> ABOUT THIS EXERCISE: Each record should be reproduced exactly.

═════ SOURCE MATERIAL

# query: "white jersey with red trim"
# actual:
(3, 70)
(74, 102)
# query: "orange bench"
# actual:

══════════

> EXPECTED ANSWER:
# query: "white jersey with red trim"
# actual:
(3, 70)
(74, 102)
# query: "orange bench"
# actual:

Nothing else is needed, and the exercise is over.